### ASSIGNED TASK
Your output should be the full listing, unchanged.

### PROVIDED DATA
○ ○ ○ ○ ○
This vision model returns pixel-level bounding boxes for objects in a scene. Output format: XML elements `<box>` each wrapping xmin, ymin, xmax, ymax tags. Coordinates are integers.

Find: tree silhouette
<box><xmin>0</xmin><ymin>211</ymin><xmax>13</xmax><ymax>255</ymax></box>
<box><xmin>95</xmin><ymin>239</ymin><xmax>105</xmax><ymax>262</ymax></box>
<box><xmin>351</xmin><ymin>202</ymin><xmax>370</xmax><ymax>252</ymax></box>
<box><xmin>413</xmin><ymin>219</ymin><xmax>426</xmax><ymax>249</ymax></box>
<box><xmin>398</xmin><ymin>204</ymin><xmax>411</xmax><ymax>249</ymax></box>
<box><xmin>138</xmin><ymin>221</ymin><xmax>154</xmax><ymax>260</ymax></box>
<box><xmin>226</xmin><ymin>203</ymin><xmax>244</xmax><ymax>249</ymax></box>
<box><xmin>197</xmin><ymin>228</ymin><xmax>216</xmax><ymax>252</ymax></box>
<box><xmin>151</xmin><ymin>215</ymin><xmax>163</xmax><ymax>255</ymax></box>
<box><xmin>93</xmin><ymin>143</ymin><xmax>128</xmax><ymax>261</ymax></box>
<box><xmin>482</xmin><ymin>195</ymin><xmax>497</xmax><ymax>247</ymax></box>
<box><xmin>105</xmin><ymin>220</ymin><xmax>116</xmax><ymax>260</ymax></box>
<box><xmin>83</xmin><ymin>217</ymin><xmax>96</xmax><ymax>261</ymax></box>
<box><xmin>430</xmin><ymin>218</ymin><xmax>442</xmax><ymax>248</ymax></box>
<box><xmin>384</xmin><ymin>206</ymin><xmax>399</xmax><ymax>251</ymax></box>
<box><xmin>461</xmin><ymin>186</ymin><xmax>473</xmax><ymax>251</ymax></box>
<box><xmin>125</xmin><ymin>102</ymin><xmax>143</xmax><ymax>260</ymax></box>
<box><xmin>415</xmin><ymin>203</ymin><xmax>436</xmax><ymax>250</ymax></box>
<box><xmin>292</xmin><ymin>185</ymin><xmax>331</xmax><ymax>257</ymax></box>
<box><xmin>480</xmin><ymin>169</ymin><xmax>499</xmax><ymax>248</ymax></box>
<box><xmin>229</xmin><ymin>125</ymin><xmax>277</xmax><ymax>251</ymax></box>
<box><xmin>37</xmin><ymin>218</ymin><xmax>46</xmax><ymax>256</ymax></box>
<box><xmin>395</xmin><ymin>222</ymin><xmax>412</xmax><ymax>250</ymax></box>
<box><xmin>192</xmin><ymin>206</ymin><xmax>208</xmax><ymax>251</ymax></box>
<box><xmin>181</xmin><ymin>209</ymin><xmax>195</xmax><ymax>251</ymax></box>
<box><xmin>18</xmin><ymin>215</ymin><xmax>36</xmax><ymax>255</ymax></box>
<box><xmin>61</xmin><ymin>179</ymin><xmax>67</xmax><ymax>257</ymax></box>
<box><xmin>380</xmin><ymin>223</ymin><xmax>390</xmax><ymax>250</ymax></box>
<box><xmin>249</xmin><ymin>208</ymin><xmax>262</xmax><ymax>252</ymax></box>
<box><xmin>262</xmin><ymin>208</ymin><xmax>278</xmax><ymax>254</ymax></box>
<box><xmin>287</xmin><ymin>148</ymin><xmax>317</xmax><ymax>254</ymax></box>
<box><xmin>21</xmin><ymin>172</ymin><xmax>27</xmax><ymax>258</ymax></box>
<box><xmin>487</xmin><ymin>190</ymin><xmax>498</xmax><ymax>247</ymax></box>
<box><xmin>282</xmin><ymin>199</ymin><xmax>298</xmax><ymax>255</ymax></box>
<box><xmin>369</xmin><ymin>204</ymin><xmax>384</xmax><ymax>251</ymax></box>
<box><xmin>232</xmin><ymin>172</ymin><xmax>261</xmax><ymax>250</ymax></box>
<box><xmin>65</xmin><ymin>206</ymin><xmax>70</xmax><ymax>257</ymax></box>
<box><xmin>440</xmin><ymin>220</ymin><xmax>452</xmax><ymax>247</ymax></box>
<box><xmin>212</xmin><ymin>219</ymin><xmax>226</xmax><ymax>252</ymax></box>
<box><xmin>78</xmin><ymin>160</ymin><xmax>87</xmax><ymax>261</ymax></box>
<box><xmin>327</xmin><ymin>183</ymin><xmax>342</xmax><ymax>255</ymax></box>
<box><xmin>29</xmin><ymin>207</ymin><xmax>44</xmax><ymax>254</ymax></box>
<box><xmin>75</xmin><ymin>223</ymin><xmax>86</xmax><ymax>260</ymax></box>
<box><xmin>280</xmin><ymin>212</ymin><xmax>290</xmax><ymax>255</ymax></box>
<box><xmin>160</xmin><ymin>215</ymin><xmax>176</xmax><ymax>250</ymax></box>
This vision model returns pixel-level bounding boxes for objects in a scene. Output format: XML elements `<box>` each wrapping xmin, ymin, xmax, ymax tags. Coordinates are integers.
○ ○ ○ ○ ○
### RESPONSE TO THIS EXERCISE
This vision model returns pixel-level bounding boxes for objects in a scene. Output format: XML elements `<box>` each wrapping xmin, ymin, xmax, ymax tags. Coordinates are integers.

Find: tree silhouette
<box><xmin>0</xmin><ymin>211</ymin><xmax>13</xmax><ymax>255</ymax></box>
<box><xmin>95</xmin><ymin>239</ymin><xmax>105</xmax><ymax>262</ymax></box>
<box><xmin>351</xmin><ymin>202</ymin><xmax>370</xmax><ymax>252</ymax></box>
<box><xmin>413</xmin><ymin>219</ymin><xmax>426</xmax><ymax>249</ymax></box>
<box><xmin>398</xmin><ymin>204</ymin><xmax>411</xmax><ymax>249</ymax></box>
<box><xmin>138</xmin><ymin>221</ymin><xmax>154</xmax><ymax>260</ymax></box>
<box><xmin>226</xmin><ymin>203</ymin><xmax>244</xmax><ymax>249</ymax></box>
<box><xmin>197</xmin><ymin>228</ymin><xmax>216</xmax><ymax>252</ymax></box>
<box><xmin>151</xmin><ymin>215</ymin><xmax>163</xmax><ymax>255</ymax></box>
<box><xmin>93</xmin><ymin>143</ymin><xmax>128</xmax><ymax>261</ymax></box>
<box><xmin>482</xmin><ymin>195</ymin><xmax>497</xmax><ymax>247</ymax></box>
<box><xmin>105</xmin><ymin>220</ymin><xmax>116</xmax><ymax>260</ymax></box>
<box><xmin>83</xmin><ymin>217</ymin><xmax>96</xmax><ymax>261</ymax></box>
<box><xmin>430</xmin><ymin>218</ymin><xmax>442</xmax><ymax>248</ymax></box>
<box><xmin>384</xmin><ymin>206</ymin><xmax>399</xmax><ymax>251</ymax></box>
<box><xmin>461</xmin><ymin>186</ymin><xmax>473</xmax><ymax>251</ymax></box>
<box><xmin>125</xmin><ymin>102</ymin><xmax>143</xmax><ymax>260</ymax></box>
<box><xmin>415</xmin><ymin>203</ymin><xmax>436</xmax><ymax>250</ymax></box>
<box><xmin>292</xmin><ymin>185</ymin><xmax>331</xmax><ymax>257</ymax></box>
<box><xmin>480</xmin><ymin>169</ymin><xmax>499</xmax><ymax>248</ymax></box>
<box><xmin>229</xmin><ymin>125</ymin><xmax>277</xmax><ymax>251</ymax></box>
<box><xmin>37</xmin><ymin>218</ymin><xmax>46</xmax><ymax>256</ymax></box>
<box><xmin>395</xmin><ymin>222</ymin><xmax>412</xmax><ymax>250</ymax></box>
<box><xmin>192</xmin><ymin>206</ymin><xmax>208</xmax><ymax>251</ymax></box>
<box><xmin>181</xmin><ymin>209</ymin><xmax>195</xmax><ymax>251</ymax></box>
<box><xmin>18</xmin><ymin>215</ymin><xmax>36</xmax><ymax>255</ymax></box>
<box><xmin>61</xmin><ymin>179</ymin><xmax>67</xmax><ymax>257</ymax></box>
<box><xmin>380</xmin><ymin>223</ymin><xmax>390</xmax><ymax>250</ymax></box>
<box><xmin>249</xmin><ymin>208</ymin><xmax>262</xmax><ymax>252</ymax></box>
<box><xmin>262</xmin><ymin>208</ymin><xmax>278</xmax><ymax>254</ymax></box>
<box><xmin>287</xmin><ymin>148</ymin><xmax>317</xmax><ymax>254</ymax></box>
<box><xmin>21</xmin><ymin>172</ymin><xmax>27</xmax><ymax>258</ymax></box>
<box><xmin>487</xmin><ymin>190</ymin><xmax>498</xmax><ymax>247</ymax></box>
<box><xmin>282</xmin><ymin>199</ymin><xmax>298</xmax><ymax>255</ymax></box>
<box><xmin>369</xmin><ymin>204</ymin><xmax>384</xmax><ymax>251</ymax></box>
<box><xmin>232</xmin><ymin>172</ymin><xmax>261</xmax><ymax>250</ymax></box>
<box><xmin>65</xmin><ymin>206</ymin><xmax>70</xmax><ymax>257</ymax></box>
<box><xmin>440</xmin><ymin>220</ymin><xmax>452</xmax><ymax>247</ymax></box>
<box><xmin>212</xmin><ymin>219</ymin><xmax>226</xmax><ymax>252</ymax></box>
<box><xmin>78</xmin><ymin>160</ymin><xmax>87</xmax><ymax>261</ymax></box>
<box><xmin>327</xmin><ymin>183</ymin><xmax>342</xmax><ymax>255</ymax></box>
<box><xmin>29</xmin><ymin>207</ymin><xmax>44</xmax><ymax>254</ymax></box>
<box><xmin>75</xmin><ymin>223</ymin><xmax>86</xmax><ymax>260</ymax></box>
<box><xmin>280</xmin><ymin>212</ymin><xmax>290</xmax><ymax>255</ymax></box>
<box><xmin>160</xmin><ymin>215</ymin><xmax>176</xmax><ymax>250</ymax></box>
This vision model returns pixel-level bounding boxes for objects in a scene. Output format: XML elements `<box>` each wrapping xmin, ymin, xmax, ymax tags. Coordinates are integers.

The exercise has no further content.